Aim of the task: Copy every one of the entries below word for word, with each line unchanged.

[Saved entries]
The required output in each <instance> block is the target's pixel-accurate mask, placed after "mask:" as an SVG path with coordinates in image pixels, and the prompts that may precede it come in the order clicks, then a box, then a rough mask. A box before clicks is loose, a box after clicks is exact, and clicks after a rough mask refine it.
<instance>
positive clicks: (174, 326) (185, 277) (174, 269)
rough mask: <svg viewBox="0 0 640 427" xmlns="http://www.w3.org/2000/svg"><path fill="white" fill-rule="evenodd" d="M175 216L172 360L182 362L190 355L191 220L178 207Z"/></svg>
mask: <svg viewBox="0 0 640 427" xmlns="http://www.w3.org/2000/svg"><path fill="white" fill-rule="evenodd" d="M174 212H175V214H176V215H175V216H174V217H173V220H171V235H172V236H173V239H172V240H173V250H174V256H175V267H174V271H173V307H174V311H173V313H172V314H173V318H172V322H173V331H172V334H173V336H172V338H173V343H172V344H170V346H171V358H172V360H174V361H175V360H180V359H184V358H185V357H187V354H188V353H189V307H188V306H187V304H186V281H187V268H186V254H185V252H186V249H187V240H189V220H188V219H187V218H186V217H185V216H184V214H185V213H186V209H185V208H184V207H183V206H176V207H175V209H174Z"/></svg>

Task response:
The required output in each <instance> block is the target's pixel-accurate mask, placed after "mask:" as an SVG path with coordinates in image pixels, and the prompts that may precede it come in the order clicks, then a box, then a rough mask. A box before clicks is loose, a box after clicks is exact, and clicks after a rough mask refine it.
<instance>
positive clicks: (174, 326) (185, 277) (174, 269)
rough mask: <svg viewBox="0 0 640 427" xmlns="http://www.w3.org/2000/svg"><path fill="white" fill-rule="evenodd" d="M175 216L172 360L182 362L190 355L191 220L178 207Z"/></svg>
mask: <svg viewBox="0 0 640 427" xmlns="http://www.w3.org/2000/svg"><path fill="white" fill-rule="evenodd" d="M174 212H175V214H176V215H175V216H174V217H173V220H171V235H172V236H173V239H172V240H173V250H174V256H175V267H174V271H173V307H174V311H173V313H172V314H173V318H172V322H173V331H172V334H173V336H172V338H173V343H172V344H170V346H171V358H172V360H174V361H175V360H180V359H184V358H185V357H187V354H188V353H189V307H188V306H187V304H186V281H187V268H186V254H185V252H186V249H187V240H189V220H188V219H187V218H186V217H185V216H184V214H185V213H186V209H185V208H184V207H183V206H176V207H175V209H174Z"/></svg>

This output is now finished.